== DOCUMENT PASSAGE
-
Notifications
You must be signed in to change notification settings - Fork 3
Description
Hey @rclement ! Sorry for the delay, but here's a continuation of the discussions from rclement/datasette-ml#3
Supporting queries in sqlite-loadable-rs
I created a new issue in sqlite-loadable-rs to track adding querying support to that library. That way we can make queries like CREATE TABLE / INSERT INTO in the extension itself, which I know is a blocker for this work. Not sure if I'll have an ETA soon, but once that's in, it should unblock us here to make a proper loadable extension
In Pure Rust, no Python?
The native-ext branch uses PyO3 for ML algorithms, which will be great to get started, but bundling Python in an extension can be tricky. I have the sqlite-python project that lets you define loadable SQLite extensions with Python, which can be useful here, but can come with problems:
- It'll assume the user already has a pre-configured Python environment with the right packages installed
- It can be unstable when switching between different Python version
- Python <-> Rust isn't very fun in general
There's the linfa project that could help us move to a pure-Rust extension. It's the more complete scikit-like Rust crate I can find, so we can use those algorithms in sqlite-ml to remove the Python dependency.
I played around with it a bit and it seems pretty advanced, most of the models seem to support serializing to a byte array (so we can persist a trained model across connections). It may not have 100% of the algorithms that scikit has, but probably enough for this?
Defining the SQL API
I've been thinking about a few different ways to express sqlite-ml operations in pure SQL, using eponymous virtual tables, table functions, and regular scalar functions. Here are some of my thoughts, but definitely not complete:
ml_experiments and friends
I think all these tables can be shadow tables that are read-only to users, since I dont think users will ever need to insert/update rows in these directly:
- ml_experiments
- ml_runs
- ml_models
- ml_metrics
- ml_deployments
ml_train
ml_train can be an eponymous virtual table that users can INSERT into, to create new experiments/models.
====
**ACTIONS TO TAKE:**
1. From the sqlite-ml issue, list every table the writer proposes to make read-only shadow tables.
2. Decide whether each statement agrees with the sqlite-ml issue, answering yes or no and quoting the words that settle it. (a) The native-ext branch relies on PyO3 for its ML algorithms. (b) The linfa project offers every algorithm found in scikit. (c) Users are expected to insert rows directly into ml_runs.
3. Pick up the sqlite-ml issue after its last sentence and keep writing.
== DATA EXCERPT
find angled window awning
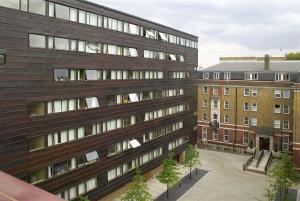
====
**EXERCISE ANSWERS:**
1. ml_experiments, ml_runs, ml_models, ml_metrics, ml_deployments

2.
(a) Yes: "The native-ext branch uses PyO3 for ML algorithms"
(b) No: "It may not have 100% of the algorithms that scikit has"
(c) No: "I dont think users will ever need to insert/update rows in these directly"

3.
insert into ml_train
values (
'Iris prediction', -- name of experiemnt
'classification', -- prediction type
'logistic_regression', -- algorithm
'ml_datasets.iris', -- source data. can be a table/view name, optional schema
'target' -- target column
);
ml_predict
A table function that takes in a JSON array of values and predicts the target column:
select
iris.*,
prediction.prediction
from ml_datasets.iris as iris
from ml_predict(
'Iris prediction',
json_array(
iris.sepal_length,
iris.sepal_width,
iris.petal_length,
iris.petal_width
)
) from prediction;ml_load_dataset
If we wanted to just inline those default datasets into the extension, we could have eponymous virtual tables for each one like so:
select * from ml_datasets_iris;
select * from ml_datasets_breast_cancer;
select * from ml_datasets_diabetes;
Or if we don't want to bloat the size of the extension, we could offer a separate pre-built database file that people can attach themselves:
-- here ml_datasets_path() can return the path of the pre-built SQLite database, or create one if it doesnt exust
attach database ml_datasets_path() as ml_datasets;
select * from ml_datasets.iris;
select * from ml_datasets.breast_cancer;
select * from ml_datasets.diabetes;Again, some very loose thoughts and notes, feel free to ask about anything!